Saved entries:
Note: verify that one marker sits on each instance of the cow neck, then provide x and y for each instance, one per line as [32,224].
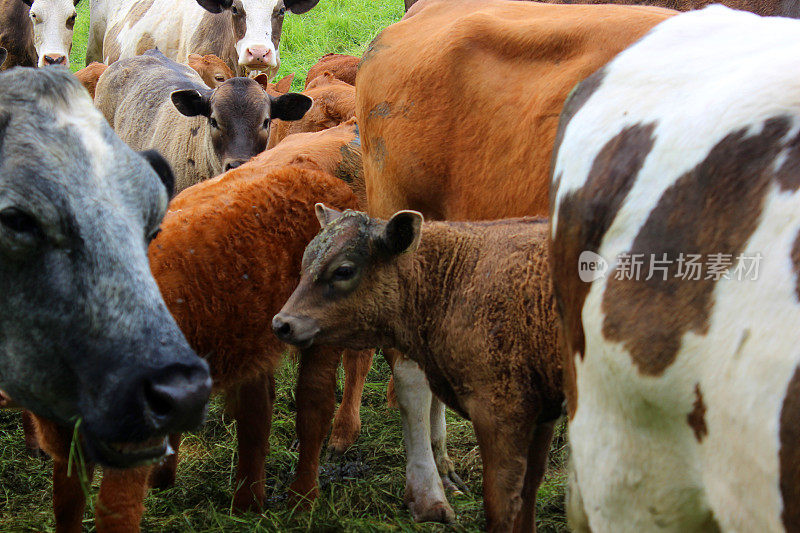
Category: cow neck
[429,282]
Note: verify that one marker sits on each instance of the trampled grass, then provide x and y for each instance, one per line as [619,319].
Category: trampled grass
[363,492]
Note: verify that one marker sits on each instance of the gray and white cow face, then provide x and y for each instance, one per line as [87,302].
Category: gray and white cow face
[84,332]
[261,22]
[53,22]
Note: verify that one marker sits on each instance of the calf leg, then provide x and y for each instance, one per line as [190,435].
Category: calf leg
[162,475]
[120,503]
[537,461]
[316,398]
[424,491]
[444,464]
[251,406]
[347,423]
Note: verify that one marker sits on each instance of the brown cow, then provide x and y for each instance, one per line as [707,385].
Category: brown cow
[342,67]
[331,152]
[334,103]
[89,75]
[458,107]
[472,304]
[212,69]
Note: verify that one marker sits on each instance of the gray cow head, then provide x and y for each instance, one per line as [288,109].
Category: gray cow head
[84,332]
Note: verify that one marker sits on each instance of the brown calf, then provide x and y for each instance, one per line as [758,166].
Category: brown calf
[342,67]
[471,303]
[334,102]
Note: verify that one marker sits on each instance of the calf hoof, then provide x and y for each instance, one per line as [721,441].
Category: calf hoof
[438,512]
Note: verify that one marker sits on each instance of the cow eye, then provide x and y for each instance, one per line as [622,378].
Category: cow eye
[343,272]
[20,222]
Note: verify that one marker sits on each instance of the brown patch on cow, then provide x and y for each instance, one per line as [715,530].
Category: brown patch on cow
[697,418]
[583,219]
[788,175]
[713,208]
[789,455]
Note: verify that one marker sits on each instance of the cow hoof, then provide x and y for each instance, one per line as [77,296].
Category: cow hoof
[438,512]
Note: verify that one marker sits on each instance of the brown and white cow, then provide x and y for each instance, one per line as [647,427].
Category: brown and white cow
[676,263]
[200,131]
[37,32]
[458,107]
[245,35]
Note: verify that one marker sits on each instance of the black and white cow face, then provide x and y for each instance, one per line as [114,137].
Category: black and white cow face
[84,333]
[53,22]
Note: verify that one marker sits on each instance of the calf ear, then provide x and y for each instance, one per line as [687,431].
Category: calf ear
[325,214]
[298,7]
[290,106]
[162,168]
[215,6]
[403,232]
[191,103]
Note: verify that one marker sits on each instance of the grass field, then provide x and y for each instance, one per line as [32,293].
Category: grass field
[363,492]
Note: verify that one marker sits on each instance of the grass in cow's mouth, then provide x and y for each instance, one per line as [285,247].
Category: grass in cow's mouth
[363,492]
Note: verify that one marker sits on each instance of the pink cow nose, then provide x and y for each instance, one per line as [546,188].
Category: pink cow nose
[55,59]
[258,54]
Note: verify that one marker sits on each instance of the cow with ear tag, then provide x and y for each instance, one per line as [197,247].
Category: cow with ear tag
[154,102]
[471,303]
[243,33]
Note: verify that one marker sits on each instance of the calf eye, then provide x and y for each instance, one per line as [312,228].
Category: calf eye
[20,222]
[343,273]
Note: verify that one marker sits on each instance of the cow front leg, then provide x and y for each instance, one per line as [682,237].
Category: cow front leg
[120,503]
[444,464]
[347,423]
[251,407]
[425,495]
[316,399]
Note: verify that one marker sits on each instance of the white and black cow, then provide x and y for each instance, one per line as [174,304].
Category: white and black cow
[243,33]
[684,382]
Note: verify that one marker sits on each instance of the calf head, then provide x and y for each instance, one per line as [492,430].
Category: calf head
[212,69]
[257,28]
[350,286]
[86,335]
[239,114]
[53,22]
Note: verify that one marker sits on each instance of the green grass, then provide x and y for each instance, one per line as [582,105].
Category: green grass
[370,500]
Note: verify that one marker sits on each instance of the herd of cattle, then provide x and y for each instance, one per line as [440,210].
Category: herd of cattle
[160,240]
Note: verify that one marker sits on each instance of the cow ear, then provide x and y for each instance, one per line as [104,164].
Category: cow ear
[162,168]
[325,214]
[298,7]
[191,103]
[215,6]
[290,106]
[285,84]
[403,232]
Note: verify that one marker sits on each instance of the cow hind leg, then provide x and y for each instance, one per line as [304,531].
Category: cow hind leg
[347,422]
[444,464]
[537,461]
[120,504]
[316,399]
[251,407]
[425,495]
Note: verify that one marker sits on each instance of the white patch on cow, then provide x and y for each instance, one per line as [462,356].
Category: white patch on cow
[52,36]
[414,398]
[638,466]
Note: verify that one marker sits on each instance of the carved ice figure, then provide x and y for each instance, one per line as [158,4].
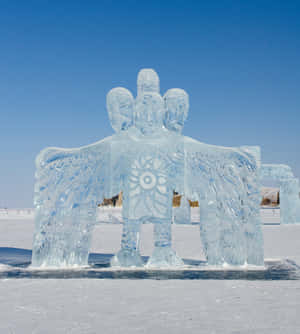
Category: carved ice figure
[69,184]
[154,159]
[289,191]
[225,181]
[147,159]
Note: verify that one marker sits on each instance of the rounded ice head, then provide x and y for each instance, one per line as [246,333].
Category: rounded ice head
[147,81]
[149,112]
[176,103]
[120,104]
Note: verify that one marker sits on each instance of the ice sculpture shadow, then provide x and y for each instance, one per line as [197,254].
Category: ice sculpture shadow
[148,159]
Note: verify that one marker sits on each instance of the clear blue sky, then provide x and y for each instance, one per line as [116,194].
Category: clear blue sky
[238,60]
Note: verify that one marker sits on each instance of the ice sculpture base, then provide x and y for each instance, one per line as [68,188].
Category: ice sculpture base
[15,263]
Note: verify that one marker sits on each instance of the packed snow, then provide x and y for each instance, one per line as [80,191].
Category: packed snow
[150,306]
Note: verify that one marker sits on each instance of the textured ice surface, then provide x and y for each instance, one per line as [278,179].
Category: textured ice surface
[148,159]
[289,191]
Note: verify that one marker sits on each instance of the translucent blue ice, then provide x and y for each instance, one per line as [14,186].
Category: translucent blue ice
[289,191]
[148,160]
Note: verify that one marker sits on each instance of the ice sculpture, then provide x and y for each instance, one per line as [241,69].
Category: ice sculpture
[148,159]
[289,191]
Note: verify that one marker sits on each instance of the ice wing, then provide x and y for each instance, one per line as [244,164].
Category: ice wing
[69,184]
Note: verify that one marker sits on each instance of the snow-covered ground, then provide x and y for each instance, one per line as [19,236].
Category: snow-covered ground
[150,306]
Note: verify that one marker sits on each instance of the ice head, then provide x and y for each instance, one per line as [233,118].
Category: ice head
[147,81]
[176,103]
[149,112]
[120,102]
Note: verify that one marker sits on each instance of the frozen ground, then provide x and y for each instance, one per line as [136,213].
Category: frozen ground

(Aim of the exercise): Give every record back exactly as it reads, with no images.

(Response to this task):
Note: verify that one marker sits on each instance of the cow neck, then provide x and y for each instance, one per line as [32,224].
Category: cow neck
[429,282]
Note: verify that one marker sits on each instance of the trampled grass, then provide x and y for each instance, one per line as [619,319].
Category: trampled grass
[363,492]
Note: verify that one marker sits on each instance of the gray and white cow face, then provide x and y for each instance, one per line as [87,302].
Category: gray and white cow face
[84,332]
[261,22]
[53,22]
Note: verify that one marker sits on each instance of the calf leg, then provide x and y for each instance, one per line as [190,435].
Category: calf leg
[162,475]
[120,503]
[537,461]
[316,398]
[424,491]
[444,464]
[251,406]
[347,423]
Note: verify that one marker sits on each instance of the brown cow, then provide x and y for each instance, one per line as [707,385].
Category: brown cow
[342,67]
[331,152]
[334,103]
[89,75]
[458,107]
[472,304]
[212,69]
Note: verify that one marker sits on each instance of the gray cow head, then provide x and y for each instance, one per line as [288,109].
Category: gray cow head
[84,332]
Note: verify that one marker sits on each instance of the brown calf, then provide x and y for each instance, one per line as [758,166].
Category: brown calf
[342,67]
[471,303]
[334,102]
Note: verify that one marker sits on each instance of the calf hoof, then provide x and y for each instance, one per line as [721,441].
Category: calf hoof
[438,512]
Note: verify that one marker sits on each instance of the cow eye, then provide x and y for each instance, one per line as [622,378].
Category: cow eye
[343,272]
[20,222]
Note: verify that one marker sits on each instance of the brown patch on cow, then provide x and y for each instance, one per line as [715,530].
Category: brown patch on cow
[697,418]
[583,219]
[788,175]
[713,208]
[789,455]
Note: verify that one marker sits on each instance of the cow hoof, then provide x and y for each instance, one per line as [77,296].
Category: cow hoof
[438,512]
Note: verify that one marker sits on each instance of the brown and white cow, then provide x and y for each instance, one per line as [647,427].
Category: brown and white cow
[676,263]
[200,131]
[37,32]
[458,107]
[245,35]
Note: verify that one marker sits on each instance of the black and white cow face, then provide x and y for each instance, one per line as [114,137].
Category: black and white cow face
[84,333]
[53,22]
Note: verify that one marker sits on each instance of the calf ear, then provide x and y for each instance, one per line as [687,431].
Category: calf ear
[325,214]
[298,7]
[290,106]
[162,168]
[215,6]
[403,232]
[191,103]
Note: verify that one marker sits on each instance of the grass field, then provide x and y for each instance, one per line as [32,293].
Category: grass field
[363,492]
Note: verify that one marker sits on each instance of the grass in cow's mouth, then provide x and y for each instance, one per line as [285,247].
Category: grass in cow's mouth
[363,492]
Note: verify that one marker sits on each instance of the pink cow nose, then provide x and y for each instance, one per line as [546,188].
Category: pink cow nose
[55,59]
[258,54]
Note: verify that one marker sits on each instance of the cow with ear tag, then provide x and y for each instance, one per line as [197,247].
Category: cow with ear tag
[154,102]
[471,303]
[243,33]
Note: verify that one marker sits on each instance of the calf eye, then provide x and y for each instance, one per line as [312,228].
Category: calf eye
[20,222]
[343,273]
Note: verify that one marker sits on each instance of the cow front leg, then provide x and y for each instance, one per line as [682,237].
Category: cow front leg
[120,503]
[444,464]
[347,423]
[251,407]
[425,495]
[316,399]
Note: verify that one marker sits on each instance of the white and black cow, then provide x and y for each instance, one per line as [174,304].
Category: white and black cow
[243,33]
[684,382]
Note: verify that one marker sits on each instance of the calf head, then provide x and y for each instance, one per line as [492,430].
Category: calf head
[212,69]
[257,28]
[350,286]
[86,335]
[239,114]
[53,22]
Note: verify that one marker sits on each instance of the green grass, then provide x and y for each instance, one per line as [582,105].
Category: green grass
[370,500]
Note: verify that one marker sits on each instance of the herd of cattle, then provide x and y for each instance, one per line as [440,210].
Category: herd of cattle
[160,240]
Note: verify that one marker sits on each instance of the cow ear, then provide x and y for each instance, one per line as [104,164].
Category: cow ear
[162,168]
[325,214]
[298,7]
[191,103]
[215,6]
[290,106]
[285,84]
[403,232]
Note: verify that one marker sits on each instance of the cow hind leg, then provide x and y for each instance, one per line as [304,531].
Category: cow hind leg
[347,422]
[444,464]
[537,461]
[120,504]
[316,399]
[251,407]
[425,495]
Note: verify that one marker sits on each instance of the white patch on cow, then provide x and y for each instance, one per line as [462,356].
Category: white patch on cow
[52,36]
[414,398]
[638,466]
Note: verify that one marker sits on each instance of the carved ice figure, then provide x and y for each instance, one per line as [158,4].
Category: carved ice figure
[69,184]
[154,159]
[289,191]
[225,181]
[147,159]
Note: verify that one marker sits on each instance of the rounded ice head, then provide x and y for each instance, one per line as [246,333].
Category: rounded ice head
[147,81]
[149,112]
[176,103]
[120,104]
Note: verify that one marker sits on each instance of the ice sculpture shadow, then provide x and y for each instance, one per line as [197,254].
Category: ice sculpture shadow
[148,159]
Note: verify that one marker sits on each instance of the clear blue sky, then provide x and y for each instance, one per line as [116,194].
Category: clear blue sky
[238,60]
Note: verify that one marker sits on each instance of the ice sculpture base, then provide x and y for each instance, one per line as [68,188].
Category: ice sculpture base
[15,263]
Note: verify that one marker sits on each instance of the packed snow, then provide x and y for each instance, one per line as [80,191].
Category: packed snow
[150,306]
Note: verify that one marker sits on each instance of the textured ice surface, then provide x and y for each instance, one per line as [278,179].
Category: textured ice surface
[148,159]
[289,191]
Note: verify that one marker sits on each instance of the translucent blue ice, then provide x and y for each instance, one per line as [14,186].
Category: translucent blue ice
[289,191]
[148,160]
Note: verify that one marker sits on each instance of the ice sculpture, then provide x and y for each instance, one per line as [241,69].
Category: ice sculpture
[148,159]
[289,191]
Note: verify that one marker sits on each instance of the ice wing, then provide x and y for each instance, one per line as [244,164].
Category: ice wing
[69,184]
Note: verify that one marker sits on each instance of the snow-covered ground, then provide x and y for each instance, one per line as [19,236].
Category: snow-covered ground
[150,306]
Note: verify that one marker sits on each instance of the ice head, then provide x and y for each instance, one per line as [233,118].
Category: ice head
[147,81]
[176,103]
[149,112]
[120,102]
Note: verify that one marker sits on each instance of the frozen ground, then provide x and y for each instance, one per line as [136,213].
Category: frozen ground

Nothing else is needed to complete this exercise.